### SOURCE PASSAGE
_ _ _ _

Blackmun, Harry A. (1908–) (Update 1)
Blackmun, Harry A. (1908–) (Update 1)
BLACKMUN, HARRY A. (1908–) (Update 1)
Harry Andrew Blackmun was born in the small town of Nashville, Illinois, on November 12, 1908, but spent most of his childhood in St. Paul, Minnesota. He attended Harvard College on a scholarship, graduating summa cum laude in 1929 with a major in mathematics. Torn between medicine and law, he chose the latter route and attended Harvard Law School, from which he graduated in 1932.
Immediately after graduation Blackmun served as a law clerk to Judge John B. Sanborn of the united states court of appeals for the Eighth Circuit. He then joined the Minneapolis law firm of Dorsey, Coleman, Barker, Scott, and Barber, where he specialized in tax, civil litigation, and estates. Blackmun left the firm in 1950 to become resident counsel at the Mayo Clinic in Rochester, Minnesota, where he says he enjoyed "the happiest years of my professional experience," with "a foot in both camps, law and medicine."
In 1959 President dwight d. eisenhower nominated Blackmun to replace his former employer, Judge Sanborn, on the Eighth Circuit. Blackmun served on that court for eleven years, and then, after the Senate refused to confirm Clement F. Haynsworth, Jr., and G. Harrold Carswell for abe fortas's seat on the Supreme Court, President richard m. nixon nominated Blackmun, thus accounting for the nickname that Blackmun uses to refer to himself: "Old No. 3." Blackmun was unanimously confirmed by the Senate and was sworn in as the Supreme Court's ninety-ninth Justice on May 12, 1970.
In appointing Blackmun, Nixon was looking for a judge who shared his philosophy of judicial restraint and would work to reverse the liberal, activist rulings of the warren court. Nixon's hopes for his new appointee, coupled with Blackmun's long-term friendship with Chief Justice warren e. burger, who had known Blackmun since childhood and had asked Blackmun to serve as the best man at his wedding, led the media to refer to Burger and Blackmun as the "Minnesota Twins." The two Justices' similar voting patterns during Blackmun's early years on the Court lent credence to the epithet.
Although Blackmun has generally lived up to Nixon's expectations in criminal procedure cases, he increasingly sided with Justice william j. brennan, jr. , in other controversial cases and is now considered part of the Court's liberal wing. For his part, Blackmun puts little stock in such labels, noting shortly after being nominated to the Supreme Court, "I've been called a liberal and a conservative. Labels are deceiving." He claims that his views have not changed over the years, but that "it's the Court that's changed under me."
Whatever the truth on this issue, Blackmun will likely be best remembered for his controversial and ground-breaking opinion in roe v. wade (1973). Roe held that the constitutional right of privacy protected a woman's right to an abortion, thereby in effect invalidating abortion statutes in forty-six states.
Blackmun has continued to advocate the constitutional right to abortion. He wrote the Court's opinions in planned parenthood of central missouri v. danforth (1976), invalidating requirements of spousal and parental consent, and in Akron v. Akron Center for Reproductive Health, Inc. (1983) and Thornburgh v. American College of Obstetricians and Gynecologists (1986), striking down various efforts to impose procedural restrictions limiting the availability of abortions.

_ _ _ _

### WORK TASK 1
In the Blackmun biography, reproduce the part that opens with the words containing "In 1959 President" and closes with "May 12, 1970.".
### WORK TASK 2
In the Blackmun biography, what nickname does Blackmun use for himself?

_ _ _ _

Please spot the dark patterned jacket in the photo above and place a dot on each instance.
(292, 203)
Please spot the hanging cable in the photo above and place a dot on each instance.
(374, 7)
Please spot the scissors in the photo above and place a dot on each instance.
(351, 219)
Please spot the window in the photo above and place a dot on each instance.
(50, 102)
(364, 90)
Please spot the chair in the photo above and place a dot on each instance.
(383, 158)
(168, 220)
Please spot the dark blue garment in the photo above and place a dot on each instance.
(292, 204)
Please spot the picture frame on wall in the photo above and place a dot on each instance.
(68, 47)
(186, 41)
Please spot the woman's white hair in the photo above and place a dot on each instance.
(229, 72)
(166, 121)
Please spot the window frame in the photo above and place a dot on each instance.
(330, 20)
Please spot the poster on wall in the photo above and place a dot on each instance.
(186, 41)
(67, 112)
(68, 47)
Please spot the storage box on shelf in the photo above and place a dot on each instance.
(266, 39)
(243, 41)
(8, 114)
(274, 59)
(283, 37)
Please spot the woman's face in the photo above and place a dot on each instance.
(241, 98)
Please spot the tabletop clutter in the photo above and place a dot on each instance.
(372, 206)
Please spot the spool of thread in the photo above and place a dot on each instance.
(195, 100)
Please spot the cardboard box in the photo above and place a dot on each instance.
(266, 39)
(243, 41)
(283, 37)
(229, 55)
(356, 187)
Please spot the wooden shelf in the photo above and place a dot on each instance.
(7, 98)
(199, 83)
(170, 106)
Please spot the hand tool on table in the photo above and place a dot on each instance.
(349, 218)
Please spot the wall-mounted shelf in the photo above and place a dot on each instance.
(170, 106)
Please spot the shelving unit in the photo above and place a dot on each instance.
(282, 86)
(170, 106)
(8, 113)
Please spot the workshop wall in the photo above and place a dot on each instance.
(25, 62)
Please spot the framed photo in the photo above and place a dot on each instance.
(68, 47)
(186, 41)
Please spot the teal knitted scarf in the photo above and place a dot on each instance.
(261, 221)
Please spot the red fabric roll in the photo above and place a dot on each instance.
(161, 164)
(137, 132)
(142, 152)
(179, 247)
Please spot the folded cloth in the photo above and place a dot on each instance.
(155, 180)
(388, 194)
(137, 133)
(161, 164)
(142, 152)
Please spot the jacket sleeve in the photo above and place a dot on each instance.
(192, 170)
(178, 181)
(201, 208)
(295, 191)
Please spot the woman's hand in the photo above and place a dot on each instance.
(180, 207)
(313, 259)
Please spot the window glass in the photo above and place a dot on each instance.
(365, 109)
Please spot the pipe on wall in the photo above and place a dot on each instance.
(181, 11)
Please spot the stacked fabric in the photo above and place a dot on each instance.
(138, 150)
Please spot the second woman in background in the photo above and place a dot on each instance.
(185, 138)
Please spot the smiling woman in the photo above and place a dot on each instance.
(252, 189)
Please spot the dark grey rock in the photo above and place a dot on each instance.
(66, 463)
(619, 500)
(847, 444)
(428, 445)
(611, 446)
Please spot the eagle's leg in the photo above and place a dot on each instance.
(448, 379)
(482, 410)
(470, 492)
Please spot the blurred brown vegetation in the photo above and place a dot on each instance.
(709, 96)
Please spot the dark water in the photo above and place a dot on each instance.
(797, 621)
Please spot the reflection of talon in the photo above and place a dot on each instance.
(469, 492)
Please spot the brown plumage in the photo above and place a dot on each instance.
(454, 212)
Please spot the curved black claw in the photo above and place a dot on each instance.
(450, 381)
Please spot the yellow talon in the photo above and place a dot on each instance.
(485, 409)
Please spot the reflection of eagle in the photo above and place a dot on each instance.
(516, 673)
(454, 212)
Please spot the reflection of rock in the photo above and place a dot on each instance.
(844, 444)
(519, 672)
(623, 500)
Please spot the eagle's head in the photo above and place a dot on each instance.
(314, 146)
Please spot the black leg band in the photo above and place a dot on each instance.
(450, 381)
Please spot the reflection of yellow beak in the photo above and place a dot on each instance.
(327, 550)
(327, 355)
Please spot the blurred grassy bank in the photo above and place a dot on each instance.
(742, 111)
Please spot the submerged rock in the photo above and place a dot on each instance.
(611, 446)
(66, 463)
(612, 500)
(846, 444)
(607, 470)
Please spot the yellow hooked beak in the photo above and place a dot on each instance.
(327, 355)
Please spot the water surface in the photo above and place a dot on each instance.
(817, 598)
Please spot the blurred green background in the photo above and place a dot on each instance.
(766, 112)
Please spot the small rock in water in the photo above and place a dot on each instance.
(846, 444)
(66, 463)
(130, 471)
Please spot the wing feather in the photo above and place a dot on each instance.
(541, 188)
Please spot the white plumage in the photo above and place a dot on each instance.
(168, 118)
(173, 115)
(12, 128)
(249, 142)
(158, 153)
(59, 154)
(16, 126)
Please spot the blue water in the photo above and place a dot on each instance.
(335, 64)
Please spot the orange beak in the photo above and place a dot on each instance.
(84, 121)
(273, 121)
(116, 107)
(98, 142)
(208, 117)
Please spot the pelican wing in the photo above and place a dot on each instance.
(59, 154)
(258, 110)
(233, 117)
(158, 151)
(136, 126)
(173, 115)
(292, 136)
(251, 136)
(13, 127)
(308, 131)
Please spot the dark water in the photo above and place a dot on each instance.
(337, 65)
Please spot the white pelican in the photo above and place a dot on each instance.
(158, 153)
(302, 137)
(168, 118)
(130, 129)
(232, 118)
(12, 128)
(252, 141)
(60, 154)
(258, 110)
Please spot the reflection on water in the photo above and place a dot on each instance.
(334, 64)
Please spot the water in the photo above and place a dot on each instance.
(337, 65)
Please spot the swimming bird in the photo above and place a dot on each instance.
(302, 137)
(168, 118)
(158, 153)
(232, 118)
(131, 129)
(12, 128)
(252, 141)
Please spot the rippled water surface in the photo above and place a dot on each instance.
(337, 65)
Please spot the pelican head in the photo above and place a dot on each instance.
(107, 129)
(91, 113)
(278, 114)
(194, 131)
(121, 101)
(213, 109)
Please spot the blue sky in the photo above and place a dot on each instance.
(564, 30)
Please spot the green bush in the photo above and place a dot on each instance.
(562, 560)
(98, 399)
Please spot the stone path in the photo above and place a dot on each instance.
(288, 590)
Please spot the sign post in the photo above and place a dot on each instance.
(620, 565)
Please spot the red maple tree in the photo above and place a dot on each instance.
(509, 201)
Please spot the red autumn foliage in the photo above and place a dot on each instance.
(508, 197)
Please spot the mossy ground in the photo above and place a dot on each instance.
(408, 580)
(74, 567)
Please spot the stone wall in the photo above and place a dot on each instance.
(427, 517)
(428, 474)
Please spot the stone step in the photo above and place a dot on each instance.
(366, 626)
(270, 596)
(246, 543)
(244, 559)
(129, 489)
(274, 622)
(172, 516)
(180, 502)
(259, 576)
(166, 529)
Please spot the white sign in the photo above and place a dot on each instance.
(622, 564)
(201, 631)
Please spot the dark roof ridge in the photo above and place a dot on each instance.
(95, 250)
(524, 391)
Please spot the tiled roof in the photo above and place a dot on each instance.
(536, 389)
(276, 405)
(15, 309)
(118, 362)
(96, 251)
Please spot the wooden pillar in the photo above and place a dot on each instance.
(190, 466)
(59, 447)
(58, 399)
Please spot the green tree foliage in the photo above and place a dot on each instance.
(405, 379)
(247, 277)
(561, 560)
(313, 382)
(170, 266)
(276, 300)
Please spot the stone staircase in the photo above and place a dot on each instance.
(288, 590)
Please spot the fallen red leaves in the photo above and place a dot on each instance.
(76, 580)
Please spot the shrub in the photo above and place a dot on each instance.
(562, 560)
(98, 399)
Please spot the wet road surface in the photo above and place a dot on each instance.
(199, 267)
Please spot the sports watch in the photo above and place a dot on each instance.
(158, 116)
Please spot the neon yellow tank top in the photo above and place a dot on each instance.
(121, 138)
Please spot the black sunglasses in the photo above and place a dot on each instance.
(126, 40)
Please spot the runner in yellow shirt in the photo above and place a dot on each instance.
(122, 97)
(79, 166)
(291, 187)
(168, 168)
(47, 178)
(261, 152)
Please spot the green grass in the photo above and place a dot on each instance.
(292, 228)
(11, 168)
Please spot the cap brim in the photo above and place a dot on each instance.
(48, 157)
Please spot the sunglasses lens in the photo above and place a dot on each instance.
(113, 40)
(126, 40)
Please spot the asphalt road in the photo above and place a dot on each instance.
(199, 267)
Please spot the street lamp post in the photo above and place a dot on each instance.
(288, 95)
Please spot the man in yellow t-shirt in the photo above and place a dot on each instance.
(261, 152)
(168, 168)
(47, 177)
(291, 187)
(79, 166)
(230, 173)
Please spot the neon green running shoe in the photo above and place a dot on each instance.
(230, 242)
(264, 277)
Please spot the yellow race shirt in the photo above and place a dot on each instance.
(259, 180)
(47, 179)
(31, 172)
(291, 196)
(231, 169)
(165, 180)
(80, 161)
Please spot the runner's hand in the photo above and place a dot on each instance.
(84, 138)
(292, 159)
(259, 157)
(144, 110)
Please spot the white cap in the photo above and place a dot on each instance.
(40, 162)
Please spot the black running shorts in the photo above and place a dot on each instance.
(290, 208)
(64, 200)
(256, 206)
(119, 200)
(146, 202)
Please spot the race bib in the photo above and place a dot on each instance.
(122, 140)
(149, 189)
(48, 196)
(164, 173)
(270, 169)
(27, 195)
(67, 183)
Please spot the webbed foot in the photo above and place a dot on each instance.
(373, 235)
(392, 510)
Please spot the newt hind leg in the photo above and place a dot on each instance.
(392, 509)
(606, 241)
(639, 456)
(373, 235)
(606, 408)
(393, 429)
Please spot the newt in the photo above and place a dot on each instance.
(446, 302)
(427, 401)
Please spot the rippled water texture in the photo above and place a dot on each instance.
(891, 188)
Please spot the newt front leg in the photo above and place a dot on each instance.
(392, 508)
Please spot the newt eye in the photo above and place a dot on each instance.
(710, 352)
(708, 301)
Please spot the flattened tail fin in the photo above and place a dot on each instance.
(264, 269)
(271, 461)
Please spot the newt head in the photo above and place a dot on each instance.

_ _ _ _

### RESULT 1
In 1959 President dwight d. eisenhower nominated Blackmun to replace his former employer, Judge Sanborn, on the Eighth Circuit. Blackmun served on that court for eleven years, and then, after the Senate refused to confirm Clement F. Haynsworth, Jr., and G. Harrold Carswell for abe fortas's seat on the Supreme Court, President richard m. nixon nominated Blackmun, thus accounting for the nickname that Blackmun uses to refer to himself: "Old No. 3." Blackmun was unanimously confirmed by the Senate and was sworn in as the Supreme Court's ninety-ninth Justice on May 12, 1970.

### RESULT 2
"Old No. 3."